### Extrait choisi
------------------------------------------------------------

Européennes : le défi de Glucksmann
Derrière les habituels duellistes macronien et frontiste, le député européen se détache progressivement à gauche. Une chance, mince mais réelle, de rebattre les cartes de 2027.
La mécanique tourne, bien huilée, régulière, inexorable. Macron, Attal, Dupont-Moretti et les autres, chorale à l’unisson, asticotant sans cesse le RN, jouent la partition du néo-antifascisme, qui, à force de répétition, finit par ressembler à une musique d’ascenseur. Jouant les Raminagrobis, polissant ses griffes, plissant les yeux et ronronnant en sourdine, le Rassemblement national répond paresseusement, confortablement installé sur un coussin sondagier de 30 % des intentions de vote. Ainsi le scénario est écrit : un remake poussif du duel Macron-Le Pen, avec un lever de rideau aux Européennes et une perspective présidentielle où, tels Clint Eastwood et Eli Wallach dans Le Bon, la Brute et le Truand, le candidat macronien et la championne frontiste s’affronteront pour la énième fois. Reste à distribuer le troisième rôle. Mélenchon est sur les rangs.

------------------------------------------------------------

### Données enregistrées
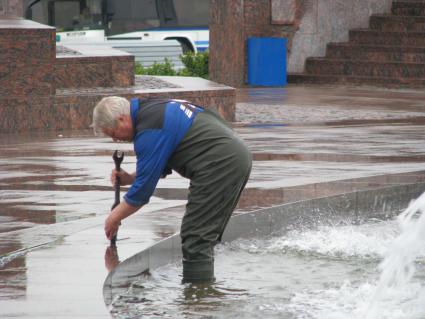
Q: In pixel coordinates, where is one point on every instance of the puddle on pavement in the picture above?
(330, 272)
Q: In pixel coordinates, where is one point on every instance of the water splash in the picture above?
(398, 266)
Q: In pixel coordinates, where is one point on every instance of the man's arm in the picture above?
(113, 222)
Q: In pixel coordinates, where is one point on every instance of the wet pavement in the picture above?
(307, 141)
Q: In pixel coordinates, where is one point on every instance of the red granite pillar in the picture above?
(27, 55)
(227, 42)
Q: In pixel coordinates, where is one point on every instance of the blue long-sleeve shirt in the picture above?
(159, 125)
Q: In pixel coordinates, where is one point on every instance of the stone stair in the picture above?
(390, 53)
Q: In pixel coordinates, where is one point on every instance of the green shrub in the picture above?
(166, 68)
(196, 64)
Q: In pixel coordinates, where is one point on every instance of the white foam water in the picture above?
(398, 266)
(348, 271)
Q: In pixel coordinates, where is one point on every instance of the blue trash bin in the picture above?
(267, 61)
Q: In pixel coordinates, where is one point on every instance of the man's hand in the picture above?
(113, 221)
(125, 178)
(111, 226)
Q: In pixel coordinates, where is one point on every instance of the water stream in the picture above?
(374, 270)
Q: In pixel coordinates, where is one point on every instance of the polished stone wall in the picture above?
(307, 24)
(89, 72)
(27, 53)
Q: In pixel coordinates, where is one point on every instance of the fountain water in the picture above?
(324, 262)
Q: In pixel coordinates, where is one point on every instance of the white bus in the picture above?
(79, 21)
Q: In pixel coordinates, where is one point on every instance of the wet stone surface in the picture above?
(55, 192)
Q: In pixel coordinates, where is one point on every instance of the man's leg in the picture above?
(213, 195)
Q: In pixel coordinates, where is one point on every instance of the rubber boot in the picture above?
(198, 271)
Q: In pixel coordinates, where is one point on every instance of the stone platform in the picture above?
(307, 141)
(47, 88)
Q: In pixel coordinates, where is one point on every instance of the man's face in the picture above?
(123, 131)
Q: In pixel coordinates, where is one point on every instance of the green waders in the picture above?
(218, 165)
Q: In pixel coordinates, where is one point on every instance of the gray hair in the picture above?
(107, 112)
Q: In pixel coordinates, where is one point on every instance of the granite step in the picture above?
(366, 36)
(378, 53)
(397, 23)
(389, 82)
(364, 68)
(408, 8)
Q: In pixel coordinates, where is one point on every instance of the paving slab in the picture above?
(307, 141)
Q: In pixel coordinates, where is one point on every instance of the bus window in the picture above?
(133, 15)
(193, 13)
(67, 15)
(167, 13)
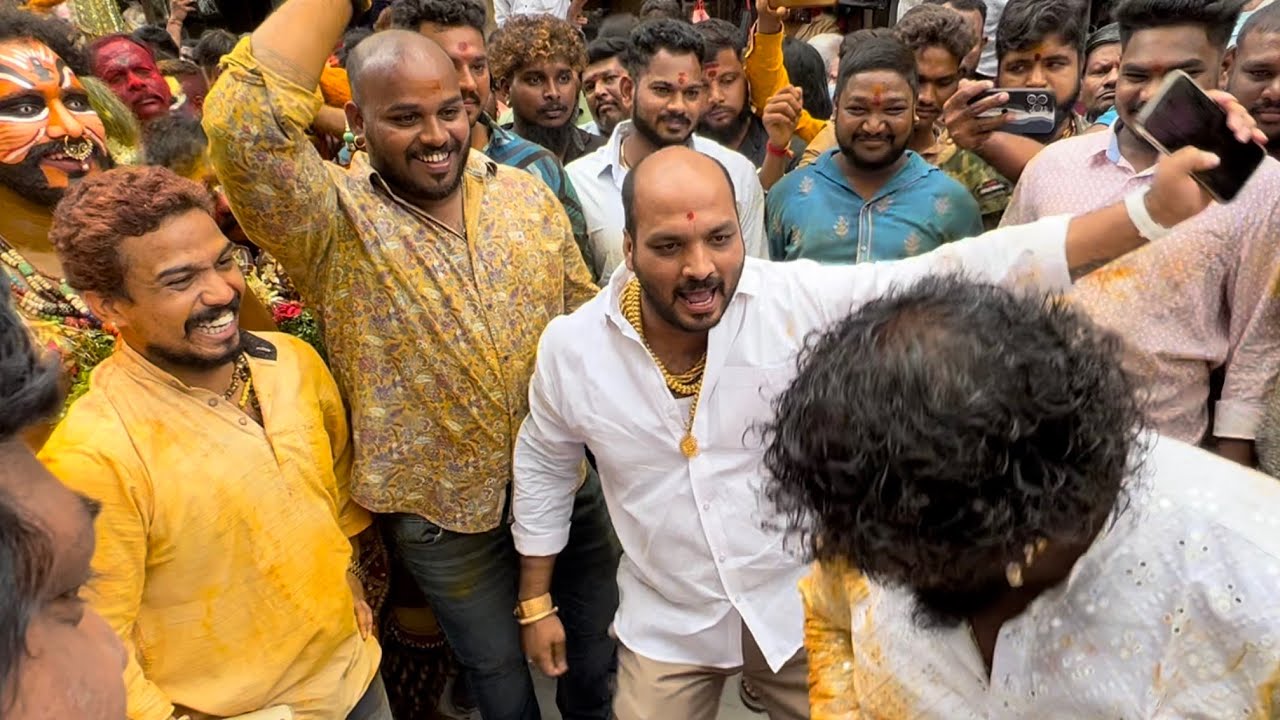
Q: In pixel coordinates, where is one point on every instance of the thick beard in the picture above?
(650, 133)
(28, 181)
(728, 135)
(552, 139)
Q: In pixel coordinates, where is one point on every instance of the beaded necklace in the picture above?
(684, 384)
(41, 296)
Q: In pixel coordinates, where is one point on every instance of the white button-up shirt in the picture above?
(503, 9)
(598, 180)
(1171, 614)
(703, 548)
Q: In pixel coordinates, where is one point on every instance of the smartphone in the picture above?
(1034, 112)
(1182, 114)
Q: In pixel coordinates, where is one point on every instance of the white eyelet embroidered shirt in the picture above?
(1174, 613)
(703, 552)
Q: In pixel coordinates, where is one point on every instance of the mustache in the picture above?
(213, 313)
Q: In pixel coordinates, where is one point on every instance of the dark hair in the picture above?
(350, 40)
(933, 26)
(1025, 23)
(964, 7)
(26, 561)
(629, 192)
(211, 46)
(174, 141)
(604, 48)
(1264, 21)
(650, 36)
(657, 9)
(101, 210)
(535, 39)
(720, 35)
(617, 24)
(411, 14)
(807, 71)
(158, 41)
(877, 49)
(28, 381)
(58, 35)
(941, 428)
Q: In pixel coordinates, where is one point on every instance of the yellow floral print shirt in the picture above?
(430, 335)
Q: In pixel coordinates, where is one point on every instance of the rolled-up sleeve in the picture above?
(548, 460)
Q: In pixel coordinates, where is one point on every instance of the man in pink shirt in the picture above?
(1200, 300)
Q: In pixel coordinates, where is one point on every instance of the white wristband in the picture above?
(1136, 203)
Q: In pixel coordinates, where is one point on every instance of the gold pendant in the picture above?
(689, 445)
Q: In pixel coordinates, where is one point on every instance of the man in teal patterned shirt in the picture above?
(871, 199)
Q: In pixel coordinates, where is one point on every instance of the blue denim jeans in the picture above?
(471, 583)
(374, 703)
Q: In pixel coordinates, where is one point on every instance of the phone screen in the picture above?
(1184, 115)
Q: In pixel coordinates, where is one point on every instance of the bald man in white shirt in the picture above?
(668, 374)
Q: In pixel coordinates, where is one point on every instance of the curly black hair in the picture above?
(58, 35)
(1025, 23)
(677, 37)
(937, 431)
(928, 26)
(1217, 17)
(411, 14)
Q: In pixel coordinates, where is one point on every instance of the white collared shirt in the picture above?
(503, 9)
(1171, 614)
(598, 181)
(702, 548)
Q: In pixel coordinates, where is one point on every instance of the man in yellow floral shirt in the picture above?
(434, 272)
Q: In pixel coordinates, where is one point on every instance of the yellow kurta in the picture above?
(223, 546)
(432, 333)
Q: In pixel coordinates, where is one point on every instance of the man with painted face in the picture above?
(1255, 72)
(607, 85)
(1201, 301)
(871, 197)
(668, 374)
(58, 659)
(538, 62)
(434, 269)
(204, 519)
(457, 26)
(771, 142)
(131, 71)
(664, 63)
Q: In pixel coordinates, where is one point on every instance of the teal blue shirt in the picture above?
(813, 213)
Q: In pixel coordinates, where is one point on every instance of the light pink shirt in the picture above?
(1202, 299)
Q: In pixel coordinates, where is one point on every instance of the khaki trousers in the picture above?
(649, 689)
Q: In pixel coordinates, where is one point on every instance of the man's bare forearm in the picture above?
(535, 575)
(301, 35)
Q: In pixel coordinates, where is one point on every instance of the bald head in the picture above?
(383, 55)
(673, 178)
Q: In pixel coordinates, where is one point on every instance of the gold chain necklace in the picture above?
(684, 384)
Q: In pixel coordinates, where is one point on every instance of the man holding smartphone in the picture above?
(1200, 301)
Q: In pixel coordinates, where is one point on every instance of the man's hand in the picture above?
(964, 123)
(364, 614)
(769, 21)
(781, 114)
(1176, 196)
(544, 645)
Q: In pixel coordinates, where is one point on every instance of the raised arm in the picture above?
(256, 118)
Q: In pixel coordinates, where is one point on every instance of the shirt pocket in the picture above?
(744, 404)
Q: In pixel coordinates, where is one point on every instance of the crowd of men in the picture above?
(370, 363)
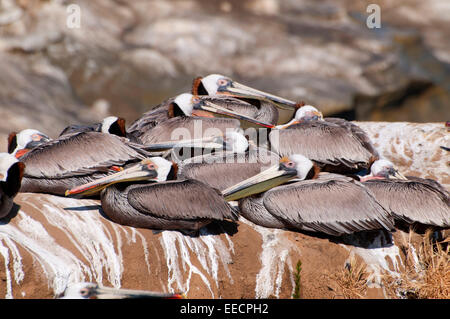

------------------------------------------------------------

### Consignes
A. Renvoyez le passage de l'article sur Glucksmann et les Européennes en commençant aux mots « La mécanique tourne, bien » et en vous arrêtant après « sur les rangs. ».
B. Dans la liste, remplacez « wristband » par « armband » dans les seules lignes allant de celle qui contient « sleeve in the picture above? » jusqu'à celle qui contient « (1136, 203) » incluse, puis redonnez uniquement ces lignes sans autre modification.
Le texte et la liste sont indépendants l'un de l'autre.

### Liste des solutions
A.
La mécanique tourne, bien huilée, régulière, inexorable. Macron, Attal, Dupont-Moretti et les autres, chorale à l’unisson, asticotant sans cesse le RN, jouent la partition du néo-antifascisme, qui, à force de répétition, finit par ressembler à une musique d’ascenseur. Jouant les Raminagrobis, polissant ses griffes, plissant les yeux et ronronnant en sourdine, le Rassemblement national répond paresseusement, confortablement installé sur un coussin sondagier de 30 % des intentions de vote. Ainsi le scénario est écrit : un remake poussif du duel Macron-Le Pen, avec un lever de rideau aux Européennes et une perspective présidentielle où, tels Clint Eastwood et Eli Wallach dans Le Bon, la Brute et le Truand, le candidat macronien et la championne frontiste s’affronteront pour la énième fois. Reste à distribuer le troisième rôle. Mélenchon est sur les rangs.

B.
Q: In pixel coordinates, where is one point on every instance of the rolled-up sleeve in the picture above?
(548, 460)
Q: In pixel coordinates, where is one point on every instance of the man in pink shirt in the picture above?
(1200, 300)
Q: In pixel coordinates, where is one point on every instance of the white armband in the picture above?
(1136, 203)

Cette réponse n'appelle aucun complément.